- **影评原文**

Pure cinematic experience。开头一个长镜头从现实直接转入电影,太妙了!故事是薄弱,但这不是问题所在,我从来都偏好故事相对薄弱但能给导演留下更多发挥空间的电影,但是这一部怎么说,故事-形式构架中空了,该放进去的东西或者说要表达的东西(情绪?好像卡在某个地方没有进到电影里去也没有从电影传达出来。尽管如此,你不能否认被那些纯粹的cinematic moment击中时、不知道该做何想法时的无措所带来的悸动感,这正是卡拉克斯的魅力所在,也正是电影作为完全视听艺术的魅力所在。P.S. Simon Helberg in,Adam Driver out。
观众并非神圣车行中被催眠的状态,他们被导演慢吞吞跟随其后的长镜头欺骗了预期获邀进入:放声笑起来、唱颂舞台、反对舞台。影像混杂着诸多媒介的特性,伴随着惊悚感受的歌舞或许能重新焕发某种麻木已久的、来自影史的冲击。声画错位连续存在,观众的笑声暗中注视着人物。父亲的面庞越来越接近导演的尊容,在杀戮的一切臆想之内,审判是欲望重回母体的暗示,汗珠夸张般地渗满父亲的额头,在分娩中母亲只感受到欢愉,诞下木偶一般的婴童仿佛是天生属于表演的符号,只有逃离注视的剥削才能逐渐回归人形。2021 最佳。
瑰丽大气的影像,转场如动画般的朦胧,adam driver的演技已经不需要证明了。故事则设计得很套路,一切为了催生情绪的起承转合,结尾小女孩演技不足以撑起这个本该肝肠寸断的画面,脸上滴的眼泪和木然背词的表情没办法共鸣。(还不如不换演员呢,虽然也是一种情节必需)
一头一尾,从“May we start”到“Do you like it”,卡拉克斯的作品依然以强烈的自反的姿态带领我们体悟电影本身与表演本身的意义。红黄绿之中的颜色编码、反复出现的苹果意象和这次“水”的元素等等都让人忍不住反复去揣摩他的用意。它本身的结构十分工整,文本层次却极为丰富。视听依然是一流的,叠化转场取代跳切和升格,成为他最新的语法元素,更添鬼魅气息。

- **所给数据**
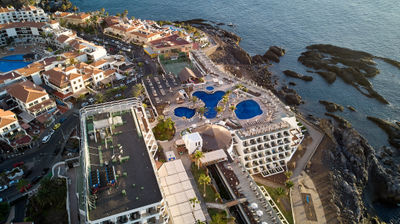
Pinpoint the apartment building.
[0,5,49,24]
[6,80,56,118]
[77,98,169,224]
[0,22,46,46]
[232,116,303,177]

- **任务列表**
**A.** 把影评中的这句话译成英文：“视听依然是一流的,叠化转场取代跳切和升格,成为他最新的语法元素,更添鬼魅气息。”
**B.** 用两句话概括这组影评。
**C.** 接着影评的最后一句往下续写一段。
这些数据是独立的材料，与影评无关。

- **各题答案**
**A.** The audiovisuals are still first-rate: dissolve transitions have replaced jump cuts and slow motion to become his newest grammatical element, adding an even more ghostly air.

**B.** 多则影评称赞影片以长镜头开场，影像瑰丽、视听一流，还把叠化转场看作卡拉克斯最新的语法元素。但看法并不一致：有人认为故事薄弱或套路化，情绪没有传达出来，结尾小女孩的演技撑不起画面；也有人认为影片结构工整、文本层次丰富，并称之为2021年最佳。

**C.**
4.5,卡拉克斯的影片一如既往地充满巴洛克色彩,如同他十年前的《神圣车行》,开场的画外音与麦克风声音作为电影本体=催眠术的隐喻,恰好并置于亚马逊的logo——剧场。在影片之中,一个情节剧叙事在歌舞剧唱段和林奇般的柔化叠印中变得诡异化。《安》是查泽雷式复古歌舞的反面,又在一定程度上将现代性引回古希腊的诗学之中。安妮特是一个能够引起恐怖谷效应的人形,是Henry(摧毁,酒神精神)与Ann(建构,日神崇高)失败的交合的副产品,她的别名叫做资本,而影片则是一个黑色的《木偶奇遇记》。正如同在恐怖影片中所看到的那样,这个鬼娃占据了”Ann'之外不可化约的残余,并在沉默中发散出的强度导向了一个巴洛克色彩的全球叙事/分裂/剥削三位一体之中,一如斯洛特戴克通过球体理论对于全球化进程的重构。
"what amazes me is what they see in me" "we love each other so much" 我妈:“来世做恶犬,专咬薄情郎。”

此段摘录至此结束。